> **Required task**
Every line from the one with "Expected: one point per instance of the worker's boot, each" through the end of the records below should be restated word for word, and nothing outside that span.

___ Supplied records ___

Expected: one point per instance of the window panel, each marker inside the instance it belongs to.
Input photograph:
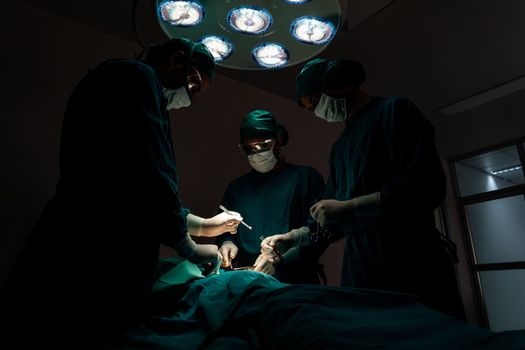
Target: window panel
(497, 228)
(503, 292)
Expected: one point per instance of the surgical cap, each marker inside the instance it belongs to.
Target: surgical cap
(257, 124)
(310, 79)
(198, 53)
(319, 74)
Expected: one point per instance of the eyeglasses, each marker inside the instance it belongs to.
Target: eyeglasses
(321, 234)
(256, 147)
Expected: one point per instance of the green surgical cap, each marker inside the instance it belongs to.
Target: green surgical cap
(203, 60)
(310, 79)
(258, 123)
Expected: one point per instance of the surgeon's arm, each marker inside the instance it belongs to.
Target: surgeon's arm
(214, 226)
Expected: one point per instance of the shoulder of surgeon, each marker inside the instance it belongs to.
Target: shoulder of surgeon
(129, 68)
(306, 172)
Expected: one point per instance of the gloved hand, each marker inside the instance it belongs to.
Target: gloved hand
(228, 251)
(263, 264)
(200, 254)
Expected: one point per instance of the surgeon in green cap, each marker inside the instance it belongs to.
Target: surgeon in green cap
(274, 197)
(89, 261)
(386, 180)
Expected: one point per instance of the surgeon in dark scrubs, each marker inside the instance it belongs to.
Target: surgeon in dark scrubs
(87, 268)
(274, 197)
(386, 180)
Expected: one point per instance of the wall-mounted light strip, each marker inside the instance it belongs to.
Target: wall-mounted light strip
(506, 170)
(484, 97)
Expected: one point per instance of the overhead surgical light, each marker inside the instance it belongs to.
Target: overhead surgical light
(254, 34)
(250, 19)
(270, 55)
(312, 30)
(219, 47)
(181, 13)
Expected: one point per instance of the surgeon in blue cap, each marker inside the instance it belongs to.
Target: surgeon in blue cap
(274, 197)
(386, 180)
(89, 262)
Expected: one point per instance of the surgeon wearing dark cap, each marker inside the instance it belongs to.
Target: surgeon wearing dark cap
(274, 197)
(89, 261)
(386, 180)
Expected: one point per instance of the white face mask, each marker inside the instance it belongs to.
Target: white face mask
(331, 109)
(263, 162)
(178, 98)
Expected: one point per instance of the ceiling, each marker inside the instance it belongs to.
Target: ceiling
(437, 52)
(114, 17)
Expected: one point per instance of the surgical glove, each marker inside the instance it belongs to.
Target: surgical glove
(264, 265)
(295, 238)
(221, 223)
(228, 251)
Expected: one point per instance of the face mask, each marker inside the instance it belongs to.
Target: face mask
(331, 109)
(263, 162)
(177, 98)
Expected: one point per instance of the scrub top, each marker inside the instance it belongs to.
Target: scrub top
(388, 147)
(273, 203)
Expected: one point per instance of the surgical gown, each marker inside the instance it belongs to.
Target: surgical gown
(89, 260)
(272, 203)
(388, 147)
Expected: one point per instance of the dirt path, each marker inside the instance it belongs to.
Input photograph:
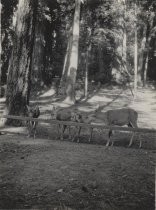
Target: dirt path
(48, 174)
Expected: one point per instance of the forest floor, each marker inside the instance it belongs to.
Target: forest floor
(46, 173)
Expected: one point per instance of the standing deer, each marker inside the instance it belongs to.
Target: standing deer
(62, 115)
(119, 117)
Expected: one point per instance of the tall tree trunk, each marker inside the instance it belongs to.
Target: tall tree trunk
(66, 63)
(18, 81)
(73, 60)
(101, 65)
(86, 71)
(38, 53)
(142, 54)
(0, 49)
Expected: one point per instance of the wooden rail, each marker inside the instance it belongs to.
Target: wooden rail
(140, 130)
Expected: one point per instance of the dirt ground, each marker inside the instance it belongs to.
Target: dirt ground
(54, 174)
(46, 173)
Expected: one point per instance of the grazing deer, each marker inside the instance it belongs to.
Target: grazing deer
(33, 112)
(81, 118)
(62, 115)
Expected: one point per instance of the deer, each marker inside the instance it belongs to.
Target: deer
(33, 112)
(62, 115)
(116, 117)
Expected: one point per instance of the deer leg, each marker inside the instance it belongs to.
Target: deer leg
(29, 129)
(74, 135)
(63, 130)
(58, 131)
(108, 140)
(131, 140)
(78, 134)
(34, 128)
(69, 132)
(140, 142)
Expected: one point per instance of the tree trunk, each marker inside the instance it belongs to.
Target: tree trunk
(142, 54)
(19, 73)
(101, 65)
(66, 64)
(86, 72)
(73, 60)
(38, 53)
(135, 58)
(0, 51)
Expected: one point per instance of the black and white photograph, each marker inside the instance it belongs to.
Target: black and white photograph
(77, 104)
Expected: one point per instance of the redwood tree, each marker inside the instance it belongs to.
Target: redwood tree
(19, 73)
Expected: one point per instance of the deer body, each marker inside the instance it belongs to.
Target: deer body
(119, 117)
(62, 115)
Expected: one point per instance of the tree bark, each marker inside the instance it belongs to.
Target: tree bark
(19, 73)
(73, 60)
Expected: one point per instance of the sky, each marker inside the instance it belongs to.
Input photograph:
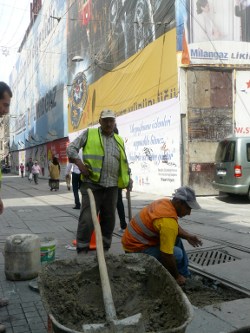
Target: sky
(14, 20)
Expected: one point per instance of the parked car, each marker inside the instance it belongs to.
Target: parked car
(232, 166)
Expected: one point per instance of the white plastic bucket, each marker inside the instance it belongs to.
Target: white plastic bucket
(22, 257)
(48, 250)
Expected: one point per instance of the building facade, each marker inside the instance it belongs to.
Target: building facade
(176, 73)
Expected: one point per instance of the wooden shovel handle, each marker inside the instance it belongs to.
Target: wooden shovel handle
(106, 289)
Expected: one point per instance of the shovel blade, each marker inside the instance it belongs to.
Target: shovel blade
(126, 325)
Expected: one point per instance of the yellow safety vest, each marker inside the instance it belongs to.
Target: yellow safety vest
(93, 154)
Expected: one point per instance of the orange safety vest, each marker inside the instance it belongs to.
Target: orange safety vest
(140, 233)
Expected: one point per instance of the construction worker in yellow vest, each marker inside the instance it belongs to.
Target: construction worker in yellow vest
(103, 168)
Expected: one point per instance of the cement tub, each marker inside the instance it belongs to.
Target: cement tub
(72, 296)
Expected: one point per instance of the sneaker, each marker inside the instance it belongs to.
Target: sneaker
(3, 302)
(83, 250)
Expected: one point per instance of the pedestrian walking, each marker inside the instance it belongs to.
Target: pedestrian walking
(29, 166)
(22, 169)
(54, 171)
(156, 232)
(35, 171)
(73, 171)
(5, 98)
(103, 168)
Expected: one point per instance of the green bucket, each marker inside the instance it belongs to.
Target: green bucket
(48, 250)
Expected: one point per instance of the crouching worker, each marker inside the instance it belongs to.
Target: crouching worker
(155, 231)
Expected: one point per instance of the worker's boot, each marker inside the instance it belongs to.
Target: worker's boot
(3, 302)
(83, 250)
(2, 328)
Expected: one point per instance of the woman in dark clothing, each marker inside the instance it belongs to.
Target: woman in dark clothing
(54, 170)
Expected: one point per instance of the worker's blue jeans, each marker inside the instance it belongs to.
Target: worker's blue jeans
(179, 253)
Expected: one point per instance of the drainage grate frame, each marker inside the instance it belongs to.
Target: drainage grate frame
(211, 257)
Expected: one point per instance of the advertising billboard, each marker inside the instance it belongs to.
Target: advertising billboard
(122, 56)
(152, 140)
(214, 32)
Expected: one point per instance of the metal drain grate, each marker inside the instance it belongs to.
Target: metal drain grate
(213, 257)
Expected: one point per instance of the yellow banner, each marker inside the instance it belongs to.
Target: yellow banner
(146, 78)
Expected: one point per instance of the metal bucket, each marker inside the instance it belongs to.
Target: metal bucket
(147, 287)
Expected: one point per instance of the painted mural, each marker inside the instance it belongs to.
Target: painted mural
(121, 55)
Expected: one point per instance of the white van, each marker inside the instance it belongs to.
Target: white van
(232, 166)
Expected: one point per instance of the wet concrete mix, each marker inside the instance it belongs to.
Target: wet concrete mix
(71, 291)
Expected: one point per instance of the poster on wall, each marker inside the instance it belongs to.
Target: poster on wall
(58, 149)
(152, 141)
(242, 101)
(213, 32)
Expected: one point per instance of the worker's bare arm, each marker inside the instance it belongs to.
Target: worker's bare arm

___

> **Written answer**
Expected: one point per instance of the worker's boot, each marker inside the instance it belongs to.
Target: worker's boot
(3, 302)
(83, 250)
(2, 328)
Expected: one point per instance of the woman in dark clothing, each marker inside the instance it belongs to.
Target: woman in dark clothing
(54, 170)
Expected: one point per instance of the worker's blue jeans, each marker inside the instance it belongs to.
Target: worker's blue jeans
(179, 253)
Expected: one point per instance of the drainage grate frame, each marker inside the instance it belongs to.
Target: drainage grate frame
(211, 257)
Expected: one point per instance of the advertising billboard, each marker inside the instance it belongs to.
Target: advertising billboard
(122, 56)
(152, 140)
(214, 32)
Expected: one point per instance of the metal drain grate, each marker inside the instance it belongs to.
Target: metal drain grate
(213, 257)
Expected: one point per instance of the yellow banner, each marker inside the instance it belongs to.
Target: yellow banner
(146, 78)
Expected: one point per instance of the metal bucket, each marker inside the instance it belongs to.
Target: metal bucket
(147, 287)
Expected: one point per instance of the painted mural, each marker inside the instance it belongs to.
Target: painted mural
(121, 55)
Expected: one point per instance of the white van, each marker inside the instance it belongs to.
Target: white van
(232, 166)
Expected: one point per instance of the wet concrete mix, each marker inside the instance it belongs to.
Target: wet concrete mix
(71, 291)
Expected: one point per instance of the poster on wall, each marker inside the instance it belongs to.
Target: poster on wall
(58, 149)
(152, 141)
(242, 101)
(213, 32)
Expected: one point per instance of the worker's bare arm, each marker inside the instance it belongs to.
Target: worker's bare arm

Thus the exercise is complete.